***** ИСХОДНЫЙ ТЕКСТ

Вообще-то говоря, для Пушкина принять такое решение было актом свободы. Той самой, которую он всегда воспевал и к которой он стремился. Его жизнь нельзя представить и понять вне времени, в которое она произошла. Пушкин прожил свою жизнь именно так, как ему следовало её прожить, как он мог её прожить в конкретных исторических обстоятельствах.

Вл. Соловьёв, одна из центральных фигур в российской философии XIX века, размышляя о судьбе Пушкина и о личной нравственной ответственности человека, в 1897 году писал:

«Ни эстетический культ пушкинской поэзии, ни сердечное восхищение лучшими чертами в образе самого поэта не уменьшаются от того, что мы признаем ту истину, что он сообразно своей собственной воле окончил своё земное поприще. Ведь противоположный взгляд, помимо своей исторической неосновательности, был бы унизителен для самого Пушкина. Разве не унизительно для великого гения быть пустою игрушкою чуждых внешних воздействий, и притом идущих от таких людей, для которых у самого этого гения и у его поклонников не находится достаточно презрительных выражений».

**********
***** ПРЕДОСТАВЛЕННЫЕ ДАННЫЕ

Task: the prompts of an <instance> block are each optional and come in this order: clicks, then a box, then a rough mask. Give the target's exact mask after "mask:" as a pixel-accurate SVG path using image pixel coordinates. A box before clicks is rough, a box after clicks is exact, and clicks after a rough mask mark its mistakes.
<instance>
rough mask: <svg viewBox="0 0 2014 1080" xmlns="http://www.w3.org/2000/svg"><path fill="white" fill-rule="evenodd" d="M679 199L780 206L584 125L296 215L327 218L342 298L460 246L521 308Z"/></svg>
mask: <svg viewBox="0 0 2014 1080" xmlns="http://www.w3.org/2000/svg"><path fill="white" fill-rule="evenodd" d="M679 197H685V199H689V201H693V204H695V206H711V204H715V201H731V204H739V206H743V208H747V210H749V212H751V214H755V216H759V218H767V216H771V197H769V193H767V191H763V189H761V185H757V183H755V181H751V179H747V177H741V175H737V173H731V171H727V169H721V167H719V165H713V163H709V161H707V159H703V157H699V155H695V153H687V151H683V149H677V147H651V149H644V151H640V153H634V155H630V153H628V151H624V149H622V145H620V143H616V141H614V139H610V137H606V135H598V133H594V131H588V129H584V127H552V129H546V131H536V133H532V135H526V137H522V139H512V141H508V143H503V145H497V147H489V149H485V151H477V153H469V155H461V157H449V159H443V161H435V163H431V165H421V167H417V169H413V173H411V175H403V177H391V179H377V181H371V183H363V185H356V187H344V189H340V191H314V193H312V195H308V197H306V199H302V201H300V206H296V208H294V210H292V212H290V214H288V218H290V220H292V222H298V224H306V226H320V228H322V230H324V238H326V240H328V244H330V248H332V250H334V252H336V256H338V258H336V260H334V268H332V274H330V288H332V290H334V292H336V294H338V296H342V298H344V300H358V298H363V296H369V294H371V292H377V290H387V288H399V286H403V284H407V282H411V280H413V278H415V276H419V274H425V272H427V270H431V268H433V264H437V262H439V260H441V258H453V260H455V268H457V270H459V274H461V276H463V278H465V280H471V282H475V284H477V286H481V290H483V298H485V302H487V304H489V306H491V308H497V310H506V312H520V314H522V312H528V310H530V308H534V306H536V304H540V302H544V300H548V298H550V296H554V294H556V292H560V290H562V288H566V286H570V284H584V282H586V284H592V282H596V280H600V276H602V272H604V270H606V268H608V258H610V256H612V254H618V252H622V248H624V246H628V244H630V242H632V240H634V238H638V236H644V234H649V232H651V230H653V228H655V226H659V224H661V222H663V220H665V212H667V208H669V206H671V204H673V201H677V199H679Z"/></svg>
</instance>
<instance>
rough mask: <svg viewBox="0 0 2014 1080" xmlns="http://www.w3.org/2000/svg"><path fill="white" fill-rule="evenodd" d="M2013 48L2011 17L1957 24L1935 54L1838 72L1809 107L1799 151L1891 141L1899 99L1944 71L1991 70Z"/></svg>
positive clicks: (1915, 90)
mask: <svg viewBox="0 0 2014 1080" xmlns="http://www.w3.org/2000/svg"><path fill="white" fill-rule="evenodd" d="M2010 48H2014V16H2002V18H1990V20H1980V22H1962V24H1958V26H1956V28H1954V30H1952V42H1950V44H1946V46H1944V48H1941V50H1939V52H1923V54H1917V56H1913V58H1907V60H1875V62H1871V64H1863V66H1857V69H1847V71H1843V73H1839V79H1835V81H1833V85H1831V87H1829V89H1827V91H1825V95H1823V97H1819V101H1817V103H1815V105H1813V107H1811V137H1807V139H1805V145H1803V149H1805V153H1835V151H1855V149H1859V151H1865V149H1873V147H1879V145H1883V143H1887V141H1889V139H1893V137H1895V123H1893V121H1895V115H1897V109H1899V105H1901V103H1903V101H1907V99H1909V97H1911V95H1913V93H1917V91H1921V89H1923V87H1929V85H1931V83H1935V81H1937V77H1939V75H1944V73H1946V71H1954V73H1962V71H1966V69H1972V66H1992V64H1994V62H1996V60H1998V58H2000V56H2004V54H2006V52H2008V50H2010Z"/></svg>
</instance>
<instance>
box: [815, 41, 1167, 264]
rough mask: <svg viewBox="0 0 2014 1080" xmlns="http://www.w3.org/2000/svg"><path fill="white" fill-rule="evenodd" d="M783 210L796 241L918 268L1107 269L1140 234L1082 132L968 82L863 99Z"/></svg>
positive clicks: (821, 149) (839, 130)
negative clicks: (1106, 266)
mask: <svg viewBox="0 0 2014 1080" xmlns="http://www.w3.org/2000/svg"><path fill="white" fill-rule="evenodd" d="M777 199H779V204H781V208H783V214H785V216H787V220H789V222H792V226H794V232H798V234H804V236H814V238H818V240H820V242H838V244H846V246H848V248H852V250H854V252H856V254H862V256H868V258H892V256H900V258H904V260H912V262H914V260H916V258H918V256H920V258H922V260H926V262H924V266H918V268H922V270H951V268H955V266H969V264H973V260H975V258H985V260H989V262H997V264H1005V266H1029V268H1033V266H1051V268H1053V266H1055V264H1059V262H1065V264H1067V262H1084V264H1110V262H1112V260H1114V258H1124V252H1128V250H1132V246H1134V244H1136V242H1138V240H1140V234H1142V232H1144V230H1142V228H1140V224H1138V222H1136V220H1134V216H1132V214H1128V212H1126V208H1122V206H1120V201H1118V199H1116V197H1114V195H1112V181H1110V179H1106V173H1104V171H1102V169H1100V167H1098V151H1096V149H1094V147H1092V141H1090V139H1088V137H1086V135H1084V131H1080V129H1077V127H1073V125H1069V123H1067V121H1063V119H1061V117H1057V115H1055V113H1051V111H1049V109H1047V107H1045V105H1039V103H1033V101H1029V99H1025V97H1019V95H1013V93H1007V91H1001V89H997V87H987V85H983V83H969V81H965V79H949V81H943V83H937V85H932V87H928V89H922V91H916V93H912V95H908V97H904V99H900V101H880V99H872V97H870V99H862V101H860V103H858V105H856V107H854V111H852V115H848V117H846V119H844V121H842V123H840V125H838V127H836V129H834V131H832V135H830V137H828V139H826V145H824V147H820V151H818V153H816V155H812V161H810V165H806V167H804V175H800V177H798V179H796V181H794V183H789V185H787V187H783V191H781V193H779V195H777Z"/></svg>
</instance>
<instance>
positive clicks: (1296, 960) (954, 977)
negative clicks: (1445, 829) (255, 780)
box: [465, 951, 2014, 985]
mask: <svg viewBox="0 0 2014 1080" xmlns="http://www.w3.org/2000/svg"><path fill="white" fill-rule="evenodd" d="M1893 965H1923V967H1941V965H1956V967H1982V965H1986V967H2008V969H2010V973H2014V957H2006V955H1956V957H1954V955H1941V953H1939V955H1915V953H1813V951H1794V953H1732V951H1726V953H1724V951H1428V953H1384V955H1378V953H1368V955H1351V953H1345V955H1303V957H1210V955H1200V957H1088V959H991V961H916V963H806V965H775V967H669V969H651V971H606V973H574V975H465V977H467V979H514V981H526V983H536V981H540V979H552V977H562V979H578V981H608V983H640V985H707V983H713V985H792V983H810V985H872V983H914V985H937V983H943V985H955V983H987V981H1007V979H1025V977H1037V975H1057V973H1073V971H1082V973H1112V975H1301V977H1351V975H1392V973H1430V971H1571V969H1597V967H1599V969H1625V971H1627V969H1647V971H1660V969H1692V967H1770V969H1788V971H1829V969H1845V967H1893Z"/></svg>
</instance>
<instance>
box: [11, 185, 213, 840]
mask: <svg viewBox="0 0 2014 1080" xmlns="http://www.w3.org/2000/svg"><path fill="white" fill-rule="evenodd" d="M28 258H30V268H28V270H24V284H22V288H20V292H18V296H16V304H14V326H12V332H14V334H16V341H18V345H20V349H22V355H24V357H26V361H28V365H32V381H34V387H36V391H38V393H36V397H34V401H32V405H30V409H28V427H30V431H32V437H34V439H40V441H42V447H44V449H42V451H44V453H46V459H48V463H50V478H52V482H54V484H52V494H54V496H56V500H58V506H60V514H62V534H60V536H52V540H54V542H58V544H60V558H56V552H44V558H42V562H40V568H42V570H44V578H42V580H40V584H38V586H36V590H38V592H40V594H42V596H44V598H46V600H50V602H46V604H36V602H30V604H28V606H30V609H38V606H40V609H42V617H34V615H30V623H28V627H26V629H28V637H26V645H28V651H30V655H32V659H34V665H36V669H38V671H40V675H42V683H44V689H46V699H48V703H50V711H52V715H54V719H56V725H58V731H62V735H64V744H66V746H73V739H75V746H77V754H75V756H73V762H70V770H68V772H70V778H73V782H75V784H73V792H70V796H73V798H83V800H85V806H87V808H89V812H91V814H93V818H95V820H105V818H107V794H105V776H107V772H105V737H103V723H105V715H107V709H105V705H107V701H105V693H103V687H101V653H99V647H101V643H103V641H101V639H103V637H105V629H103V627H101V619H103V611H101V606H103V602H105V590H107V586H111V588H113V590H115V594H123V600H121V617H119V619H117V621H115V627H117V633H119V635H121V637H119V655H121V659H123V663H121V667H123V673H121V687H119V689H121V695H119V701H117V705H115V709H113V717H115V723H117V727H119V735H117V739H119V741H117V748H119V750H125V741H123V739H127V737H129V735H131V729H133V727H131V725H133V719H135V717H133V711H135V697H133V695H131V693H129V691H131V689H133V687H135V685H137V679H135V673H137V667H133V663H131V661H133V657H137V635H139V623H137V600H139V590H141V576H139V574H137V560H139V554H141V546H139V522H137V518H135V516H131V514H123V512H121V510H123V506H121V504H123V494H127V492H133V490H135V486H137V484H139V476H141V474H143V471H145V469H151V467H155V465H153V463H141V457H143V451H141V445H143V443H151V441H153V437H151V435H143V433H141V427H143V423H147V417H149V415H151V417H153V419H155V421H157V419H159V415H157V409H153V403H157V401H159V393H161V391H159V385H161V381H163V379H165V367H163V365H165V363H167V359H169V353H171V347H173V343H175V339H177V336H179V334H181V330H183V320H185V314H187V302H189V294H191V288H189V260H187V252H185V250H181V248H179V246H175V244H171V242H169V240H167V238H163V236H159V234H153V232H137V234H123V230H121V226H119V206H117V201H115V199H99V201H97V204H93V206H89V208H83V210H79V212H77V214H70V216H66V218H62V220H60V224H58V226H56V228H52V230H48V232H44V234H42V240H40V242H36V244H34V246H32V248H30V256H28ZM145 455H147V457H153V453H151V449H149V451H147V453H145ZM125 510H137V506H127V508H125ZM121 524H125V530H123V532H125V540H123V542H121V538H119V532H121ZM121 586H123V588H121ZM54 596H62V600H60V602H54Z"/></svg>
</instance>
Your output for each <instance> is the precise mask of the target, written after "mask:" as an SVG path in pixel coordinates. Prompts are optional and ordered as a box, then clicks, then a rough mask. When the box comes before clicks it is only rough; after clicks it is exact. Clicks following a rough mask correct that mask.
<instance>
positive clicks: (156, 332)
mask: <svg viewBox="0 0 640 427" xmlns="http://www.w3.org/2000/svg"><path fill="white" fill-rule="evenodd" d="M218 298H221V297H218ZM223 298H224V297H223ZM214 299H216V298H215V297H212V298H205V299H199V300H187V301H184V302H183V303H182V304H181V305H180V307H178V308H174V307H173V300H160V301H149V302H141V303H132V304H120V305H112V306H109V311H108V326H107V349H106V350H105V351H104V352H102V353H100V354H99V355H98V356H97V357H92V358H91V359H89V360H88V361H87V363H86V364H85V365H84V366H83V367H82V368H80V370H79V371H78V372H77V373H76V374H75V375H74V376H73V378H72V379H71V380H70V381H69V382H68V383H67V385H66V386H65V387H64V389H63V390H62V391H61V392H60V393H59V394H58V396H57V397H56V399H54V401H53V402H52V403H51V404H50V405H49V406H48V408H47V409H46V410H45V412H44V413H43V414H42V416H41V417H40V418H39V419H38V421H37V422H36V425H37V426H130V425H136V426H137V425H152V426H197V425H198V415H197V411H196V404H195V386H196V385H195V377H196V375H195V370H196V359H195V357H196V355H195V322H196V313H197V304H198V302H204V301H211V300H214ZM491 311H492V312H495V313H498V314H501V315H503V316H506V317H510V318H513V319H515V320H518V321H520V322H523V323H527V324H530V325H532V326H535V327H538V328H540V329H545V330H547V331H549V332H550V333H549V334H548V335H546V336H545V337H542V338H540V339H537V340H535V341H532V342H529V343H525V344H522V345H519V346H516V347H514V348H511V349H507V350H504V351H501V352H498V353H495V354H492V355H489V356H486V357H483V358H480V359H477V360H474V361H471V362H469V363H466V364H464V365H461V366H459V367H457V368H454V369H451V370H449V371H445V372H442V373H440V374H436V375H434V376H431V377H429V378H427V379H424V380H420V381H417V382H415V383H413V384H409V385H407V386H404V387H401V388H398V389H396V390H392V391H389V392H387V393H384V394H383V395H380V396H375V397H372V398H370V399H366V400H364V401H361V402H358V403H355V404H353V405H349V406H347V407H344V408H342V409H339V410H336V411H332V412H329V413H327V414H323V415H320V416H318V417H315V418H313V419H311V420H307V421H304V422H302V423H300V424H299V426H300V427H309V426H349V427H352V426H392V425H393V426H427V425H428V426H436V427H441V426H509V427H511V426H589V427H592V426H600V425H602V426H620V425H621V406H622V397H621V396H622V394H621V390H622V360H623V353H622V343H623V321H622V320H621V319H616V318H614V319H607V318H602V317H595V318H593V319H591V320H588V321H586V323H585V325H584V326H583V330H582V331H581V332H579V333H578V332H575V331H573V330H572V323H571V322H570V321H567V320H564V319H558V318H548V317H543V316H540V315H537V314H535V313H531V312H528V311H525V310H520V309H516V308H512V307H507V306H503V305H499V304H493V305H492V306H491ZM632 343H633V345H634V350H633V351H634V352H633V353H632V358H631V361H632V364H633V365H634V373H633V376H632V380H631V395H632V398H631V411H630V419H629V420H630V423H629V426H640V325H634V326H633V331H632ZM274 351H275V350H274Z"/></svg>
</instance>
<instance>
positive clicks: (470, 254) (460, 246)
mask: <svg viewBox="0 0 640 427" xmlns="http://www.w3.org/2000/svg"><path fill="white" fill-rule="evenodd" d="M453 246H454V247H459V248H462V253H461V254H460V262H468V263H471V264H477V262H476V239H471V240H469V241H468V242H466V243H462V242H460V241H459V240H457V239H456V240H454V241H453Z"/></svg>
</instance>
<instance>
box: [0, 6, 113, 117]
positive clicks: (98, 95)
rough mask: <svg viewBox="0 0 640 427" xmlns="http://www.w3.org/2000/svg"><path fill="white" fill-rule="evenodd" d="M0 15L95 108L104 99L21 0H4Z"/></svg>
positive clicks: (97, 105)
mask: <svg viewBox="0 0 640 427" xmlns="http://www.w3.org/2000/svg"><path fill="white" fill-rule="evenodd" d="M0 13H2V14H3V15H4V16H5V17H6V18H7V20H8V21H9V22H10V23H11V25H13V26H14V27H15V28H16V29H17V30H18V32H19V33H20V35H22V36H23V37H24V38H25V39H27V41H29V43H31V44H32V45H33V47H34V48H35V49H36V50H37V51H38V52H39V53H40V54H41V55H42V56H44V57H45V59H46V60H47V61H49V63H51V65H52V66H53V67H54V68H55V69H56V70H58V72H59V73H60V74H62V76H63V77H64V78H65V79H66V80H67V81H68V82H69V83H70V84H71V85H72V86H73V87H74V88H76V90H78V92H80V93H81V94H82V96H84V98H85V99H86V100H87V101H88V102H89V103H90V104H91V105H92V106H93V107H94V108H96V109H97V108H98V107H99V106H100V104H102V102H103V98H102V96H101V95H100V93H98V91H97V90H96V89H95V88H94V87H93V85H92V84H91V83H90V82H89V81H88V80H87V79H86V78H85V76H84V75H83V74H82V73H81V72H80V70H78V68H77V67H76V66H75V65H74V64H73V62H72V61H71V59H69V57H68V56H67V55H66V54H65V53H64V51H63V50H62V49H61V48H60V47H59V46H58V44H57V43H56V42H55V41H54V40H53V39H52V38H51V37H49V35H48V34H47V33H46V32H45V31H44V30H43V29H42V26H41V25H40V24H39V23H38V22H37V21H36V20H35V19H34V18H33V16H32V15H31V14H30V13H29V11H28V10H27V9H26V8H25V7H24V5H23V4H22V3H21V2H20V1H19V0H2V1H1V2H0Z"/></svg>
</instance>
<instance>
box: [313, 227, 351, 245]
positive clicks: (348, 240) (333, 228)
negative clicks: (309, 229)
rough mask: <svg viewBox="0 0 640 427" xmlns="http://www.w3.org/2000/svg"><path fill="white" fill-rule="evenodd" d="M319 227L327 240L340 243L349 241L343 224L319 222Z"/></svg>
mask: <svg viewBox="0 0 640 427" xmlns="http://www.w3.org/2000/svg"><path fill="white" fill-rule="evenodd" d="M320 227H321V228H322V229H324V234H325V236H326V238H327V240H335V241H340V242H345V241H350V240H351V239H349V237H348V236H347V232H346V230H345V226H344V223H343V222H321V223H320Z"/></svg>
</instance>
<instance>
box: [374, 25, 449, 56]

**********

ПРИМЕНИТЕ ПРОЧИТАННОЕ —
**A.** Отредактируйте, пожалуйста, фрагмент текста о Пушкине начиная с «Вообще-то говоря, для» и заканчивая «конкретных исторических обстоятельствах.». Приведите его целиком, заменив «свободы» на «независимости».
**B.** Продолжите текст о Пушкине, начав сразу после его последнего предложения.
Записи здесь никакой роли не играют.

ОТВЕТЫ ПО ПОРЯДКУ —
**A.**
Вообще-то говоря, для Пушкина принять такое решение было актом независимости. Той самой, которую он всегда воспевал и к которой он стремился. Его жизнь нельзя представить и понять вне времени, в которое она произошла. Пушкин прожил свою жизнь именно так, как ему следовало её прожить, как он мог её прожить в конкретных исторических обстоятельствах.

**B.**
Статья, в которой появились эти строки, вызвала тогда немало печатных возражений. Позиция, заявленная в ней, по сию пору принимается далеко не всеми. Мысль, что Пушкин сделал осознанный выбор, затеяв заведомо смертельную дуэль, часто отрицается, что называется, с порога. Но даже в таком виде жизнь Пушкина предстаёт в виде мифа. Религиозная аргументация его представляет судьбу поэта как «провидение Божие». Эстетическая аргументация, например, Юрия Лотмана склоняет к тому, что Пушкин создал «не только совершенно неповторимое искусство слова, но и совершенно неповторимое искусство жизни». Лотману Пушкин видится «победителем, счастливцем, а не мучеником».

Тем самым Юрий Михайлович предложил некую разнонаправленную альтернативу: или мученик, или счастливец. По принципу: или чёрное, или белое. Подход, напоминающий его же взгляды на детство Пушкина. Лотману, как помним, Сашкино детство в семье виделось несчастливым, без всяких там оттенков и переходов. Отличие лишь в том, что детство Пушкина воспринималось им в тёмных тонах, а жизнь в целом — в светлых. Но «штриховать» судьбу Пушкина одним цветом будет необъективно. По той хотя бы причине, что в ней хватало и резких поворотов, всевозможных конфликтов и разных кульбитов, как изящных, так и грубоватых.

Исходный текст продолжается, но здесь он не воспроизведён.